Your instructions: Which lines of the records contain the word "every"? Select each of those lines and copy it out in full, treating uppercase and lowercase as different.

##### Dataset content

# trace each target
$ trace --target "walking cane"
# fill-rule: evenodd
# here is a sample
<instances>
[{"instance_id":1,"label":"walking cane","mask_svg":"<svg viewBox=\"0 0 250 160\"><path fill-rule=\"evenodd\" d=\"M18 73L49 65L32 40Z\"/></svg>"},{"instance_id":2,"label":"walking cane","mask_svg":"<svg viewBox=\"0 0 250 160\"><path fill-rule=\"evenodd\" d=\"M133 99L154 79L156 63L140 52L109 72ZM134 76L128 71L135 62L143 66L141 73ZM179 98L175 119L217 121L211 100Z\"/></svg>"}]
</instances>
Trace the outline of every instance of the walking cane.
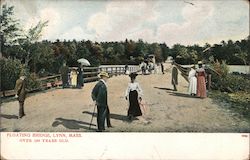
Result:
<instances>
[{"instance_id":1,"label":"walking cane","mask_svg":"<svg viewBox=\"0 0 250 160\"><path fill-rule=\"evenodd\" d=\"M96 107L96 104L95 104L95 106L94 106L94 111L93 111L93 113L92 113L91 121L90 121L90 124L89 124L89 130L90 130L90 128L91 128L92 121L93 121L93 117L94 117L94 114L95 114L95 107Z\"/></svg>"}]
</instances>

##########
##### Dataset content

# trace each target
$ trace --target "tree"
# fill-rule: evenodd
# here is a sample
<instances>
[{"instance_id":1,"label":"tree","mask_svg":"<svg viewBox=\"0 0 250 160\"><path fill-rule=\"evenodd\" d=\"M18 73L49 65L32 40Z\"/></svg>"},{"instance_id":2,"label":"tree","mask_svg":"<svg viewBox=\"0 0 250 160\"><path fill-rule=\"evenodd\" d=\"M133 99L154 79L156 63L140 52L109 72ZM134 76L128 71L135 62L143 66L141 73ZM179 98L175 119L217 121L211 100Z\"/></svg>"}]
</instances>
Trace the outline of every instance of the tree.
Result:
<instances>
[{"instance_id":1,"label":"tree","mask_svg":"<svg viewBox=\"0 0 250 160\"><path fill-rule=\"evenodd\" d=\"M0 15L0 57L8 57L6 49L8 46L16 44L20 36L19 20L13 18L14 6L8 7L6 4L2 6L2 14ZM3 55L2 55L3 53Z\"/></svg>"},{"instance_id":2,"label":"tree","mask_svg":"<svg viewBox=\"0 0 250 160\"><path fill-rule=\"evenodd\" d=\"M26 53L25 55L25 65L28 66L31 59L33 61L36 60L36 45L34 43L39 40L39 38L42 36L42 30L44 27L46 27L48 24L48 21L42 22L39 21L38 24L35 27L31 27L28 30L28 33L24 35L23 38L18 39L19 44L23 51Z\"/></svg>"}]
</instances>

##########
##### Dataset content

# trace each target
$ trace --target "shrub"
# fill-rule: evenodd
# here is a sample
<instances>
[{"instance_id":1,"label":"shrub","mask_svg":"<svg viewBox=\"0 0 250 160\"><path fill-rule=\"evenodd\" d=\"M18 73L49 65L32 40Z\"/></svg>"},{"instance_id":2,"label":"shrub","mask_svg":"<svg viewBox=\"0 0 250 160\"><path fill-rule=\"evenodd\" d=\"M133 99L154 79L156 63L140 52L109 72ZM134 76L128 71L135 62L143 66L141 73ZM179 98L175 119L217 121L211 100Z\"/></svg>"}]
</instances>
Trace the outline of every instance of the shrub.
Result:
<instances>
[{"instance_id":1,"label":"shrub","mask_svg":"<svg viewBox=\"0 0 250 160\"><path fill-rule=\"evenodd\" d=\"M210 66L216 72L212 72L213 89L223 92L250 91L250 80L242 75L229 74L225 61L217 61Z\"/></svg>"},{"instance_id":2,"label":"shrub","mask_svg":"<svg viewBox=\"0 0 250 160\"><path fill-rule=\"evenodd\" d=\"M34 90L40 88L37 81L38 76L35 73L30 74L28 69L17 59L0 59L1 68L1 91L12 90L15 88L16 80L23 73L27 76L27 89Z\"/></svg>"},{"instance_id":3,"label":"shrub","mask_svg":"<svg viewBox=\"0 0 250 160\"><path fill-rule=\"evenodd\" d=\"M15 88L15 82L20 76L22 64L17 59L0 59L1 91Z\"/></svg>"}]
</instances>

##########

Worked answer:
Trace the outline of every instance of the walking cane.
Trace the outline of every instance of the tree.
Trace the outline of every instance of the shrub.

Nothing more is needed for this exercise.